───── Source data ─────

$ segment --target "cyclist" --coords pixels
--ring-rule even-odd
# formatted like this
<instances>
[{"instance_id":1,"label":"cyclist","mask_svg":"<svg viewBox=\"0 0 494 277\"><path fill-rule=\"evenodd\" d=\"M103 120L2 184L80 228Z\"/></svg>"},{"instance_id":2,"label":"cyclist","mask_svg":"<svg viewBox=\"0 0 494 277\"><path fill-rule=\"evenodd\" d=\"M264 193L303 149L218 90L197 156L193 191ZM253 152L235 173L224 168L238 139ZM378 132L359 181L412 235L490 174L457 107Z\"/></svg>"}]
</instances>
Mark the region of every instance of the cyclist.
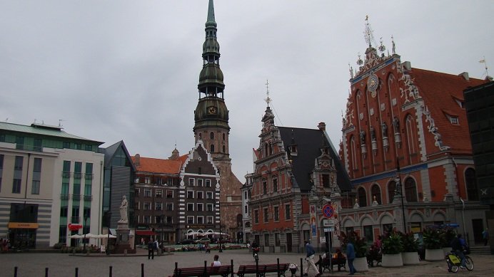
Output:
<instances>
[{"instance_id":1,"label":"cyclist","mask_svg":"<svg viewBox=\"0 0 494 277\"><path fill-rule=\"evenodd\" d=\"M463 269L466 268L465 266L465 254L463 254L463 249L466 248L466 243L465 240L462 239L461 234L458 234L455 239L451 241L451 249L455 252L456 256L461 259L461 265L460 267Z\"/></svg>"}]
</instances>

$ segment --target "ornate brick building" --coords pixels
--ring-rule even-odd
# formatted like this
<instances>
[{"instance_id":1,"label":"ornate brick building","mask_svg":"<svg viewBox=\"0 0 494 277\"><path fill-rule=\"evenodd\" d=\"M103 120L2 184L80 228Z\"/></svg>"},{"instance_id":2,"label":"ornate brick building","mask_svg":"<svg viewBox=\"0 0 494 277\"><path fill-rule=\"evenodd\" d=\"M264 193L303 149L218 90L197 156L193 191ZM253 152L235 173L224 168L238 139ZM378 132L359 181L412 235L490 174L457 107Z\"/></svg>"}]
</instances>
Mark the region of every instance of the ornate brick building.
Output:
<instances>
[{"instance_id":1,"label":"ornate brick building","mask_svg":"<svg viewBox=\"0 0 494 277\"><path fill-rule=\"evenodd\" d=\"M378 53L369 30L364 61L351 68L343 120L340 155L356 196L341 211L342 227L372 241L388 229L458 224L479 241L487 207L479 203L463 90L485 81L412 68L394 41L391 55L382 43Z\"/></svg>"}]
</instances>

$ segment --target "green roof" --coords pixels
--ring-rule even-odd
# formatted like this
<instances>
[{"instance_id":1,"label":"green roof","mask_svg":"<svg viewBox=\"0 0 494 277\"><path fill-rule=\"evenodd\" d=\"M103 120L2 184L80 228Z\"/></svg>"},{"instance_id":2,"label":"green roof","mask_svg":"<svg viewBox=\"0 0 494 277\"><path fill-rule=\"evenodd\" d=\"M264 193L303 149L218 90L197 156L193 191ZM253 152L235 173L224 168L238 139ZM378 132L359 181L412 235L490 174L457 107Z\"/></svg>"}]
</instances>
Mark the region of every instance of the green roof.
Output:
<instances>
[{"instance_id":1,"label":"green roof","mask_svg":"<svg viewBox=\"0 0 494 277\"><path fill-rule=\"evenodd\" d=\"M97 142L102 145L103 142L86 139L82 137L79 137L74 135L71 135L65 131L63 131L61 127L48 125L44 124L33 123L29 125L22 125L20 124L7 123L0 122L0 130L7 130L11 132L19 132L27 134L34 134L40 135L46 135L50 137L62 137L66 139L85 140L93 142Z\"/></svg>"}]
</instances>

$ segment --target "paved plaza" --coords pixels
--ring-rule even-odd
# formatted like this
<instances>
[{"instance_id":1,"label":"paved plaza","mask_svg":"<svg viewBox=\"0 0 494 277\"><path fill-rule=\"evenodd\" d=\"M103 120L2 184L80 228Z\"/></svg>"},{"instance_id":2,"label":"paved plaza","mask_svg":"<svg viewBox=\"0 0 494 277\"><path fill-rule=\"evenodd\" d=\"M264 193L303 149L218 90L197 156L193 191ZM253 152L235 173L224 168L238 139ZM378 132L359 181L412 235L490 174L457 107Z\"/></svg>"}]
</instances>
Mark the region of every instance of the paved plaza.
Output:
<instances>
[{"instance_id":1,"label":"paved plaza","mask_svg":"<svg viewBox=\"0 0 494 277\"><path fill-rule=\"evenodd\" d=\"M45 268L49 268L50 277L75 276L76 268L79 268L79 277L107 277L109 276L109 267L112 266L114 277L141 277L141 264L144 266L144 276L166 277L171 276L178 263L179 267L201 266L206 261L209 265L215 254L218 254L222 264L230 264L233 260L235 271L241 264L253 264L253 258L247 249L228 250L223 253L212 251L203 252L176 252L170 255L155 256L153 260L148 260L147 251L138 249L137 255L123 256L121 255L91 254L85 256L71 256L66 254L19 253L0 254L0 277L14 276L14 266L18 267L18 277L38 277L45 276ZM279 258L280 263L296 263L300 266L301 258L304 254L260 254L259 263L276 263ZM491 276L494 275L494 256L473 255L475 268L473 271L460 270L457 275L468 276ZM317 258L316 259L317 260ZM305 265L304 265L305 266ZM336 268L336 267L335 267ZM358 268L357 268L358 270ZM297 273L297 276L300 271ZM327 271L323 276L348 276L348 271ZM421 261L420 265L406 266L400 268L385 268L380 266L369 268L364 273L357 273L356 276L450 276L445 261ZM275 276L276 274L271 274ZM287 272L287 277L290 276ZM309 272L309 277L313 277L313 271Z\"/></svg>"}]
</instances>

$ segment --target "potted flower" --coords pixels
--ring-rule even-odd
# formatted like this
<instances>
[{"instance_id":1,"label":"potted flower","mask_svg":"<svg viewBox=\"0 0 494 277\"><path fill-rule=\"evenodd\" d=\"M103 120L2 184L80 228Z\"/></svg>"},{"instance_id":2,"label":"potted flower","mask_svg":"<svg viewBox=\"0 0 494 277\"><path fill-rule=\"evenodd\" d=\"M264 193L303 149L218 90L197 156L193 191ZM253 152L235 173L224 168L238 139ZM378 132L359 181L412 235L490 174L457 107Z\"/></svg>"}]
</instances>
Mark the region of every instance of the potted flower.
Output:
<instances>
[{"instance_id":1,"label":"potted flower","mask_svg":"<svg viewBox=\"0 0 494 277\"><path fill-rule=\"evenodd\" d=\"M401 256L404 265L418 264L418 241L413 233L400 234L401 244L403 245L403 251Z\"/></svg>"},{"instance_id":2,"label":"potted flower","mask_svg":"<svg viewBox=\"0 0 494 277\"><path fill-rule=\"evenodd\" d=\"M403 266L401 252L403 245L401 236L397 232L390 233L383 239L383 267L397 267Z\"/></svg>"},{"instance_id":3,"label":"potted flower","mask_svg":"<svg viewBox=\"0 0 494 277\"><path fill-rule=\"evenodd\" d=\"M440 229L426 228L423 230L423 243L425 246L425 261L442 261L444 259L443 244L445 234Z\"/></svg>"},{"instance_id":4,"label":"potted flower","mask_svg":"<svg viewBox=\"0 0 494 277\"><path fill-rule=\"evenodd\" d=\"M343 232L341 232L338 239L343 246L343 250L346 251L346 244L348 241L351 241L355 248L355 261L353 261L353 266L357 270L357 271L368 271L369 270L368 265L367 264L367 257L366 254L367 253L367 242L365 238L361 238L358 233L356 231L352 231L348 235Z\"/></svg>"}]
</instances>

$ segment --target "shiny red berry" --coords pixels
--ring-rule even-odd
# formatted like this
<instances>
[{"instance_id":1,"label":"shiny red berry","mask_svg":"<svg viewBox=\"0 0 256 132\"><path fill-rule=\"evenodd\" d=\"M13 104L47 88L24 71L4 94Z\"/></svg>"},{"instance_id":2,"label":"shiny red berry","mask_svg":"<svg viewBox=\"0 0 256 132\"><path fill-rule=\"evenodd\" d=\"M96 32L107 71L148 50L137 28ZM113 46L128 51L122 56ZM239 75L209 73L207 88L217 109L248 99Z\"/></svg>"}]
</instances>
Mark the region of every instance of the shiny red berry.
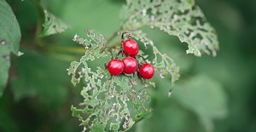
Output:
<instances>
[{"instance_id":1,"label":"shiny red berry","mask_svg":"<svg viewBox=\"0 0 256 132\"><path fill-rule=\"evenodd\" d=\"M138 67L137 61L133 57L126 57L123 59L123 63L125 66L124 72L126 74L134 73Z\"/></svg>"},{"instance_id":2,"label":"shiny red berry","mask_svg":"<svg viewBox=\"0 0 256 132\"><path fill-rule=\"evenodd\" d=\"M143 64L139 69L140 75L146 79L150 79L154 74L154 69L149 63Z\"/></svg>"},{"instance_id":3,"label":"shiny red berry","mask_svg":"<svg viewBox=\"0 0 256 132\"><path fill-rule=\"evenodd\" d=\"M123 43L123 49L126 56L135 57L138 53L137 43L133 39L127 39Z\"/></svg>"},{"instance_id":4,"label":"shiny red berry","mask_svg":"<svg viewBox=\"0 0 256 132\"><path fill-rule=\"evenodd\" d=\"M114 59L108 62L108 70L111 75L119 75L124 71L124 63L122 60Z\"/></svg>"}]
</instances>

─────

Given exercise >> Collect every line in the data above that contains the string "coords". The match is case-sensitive.

Result of the task >>
$ segment --target "cyclist" --coords pixels
$ segment --target "ornate brick building" --coords pixels
$ segment --target "green roof" --coords pixels
$ segment --target "paved plaza" --coords pixels
$ segment --target "potted flower" --coords pixels
$ segment --target "shiny red berry" --coords pixels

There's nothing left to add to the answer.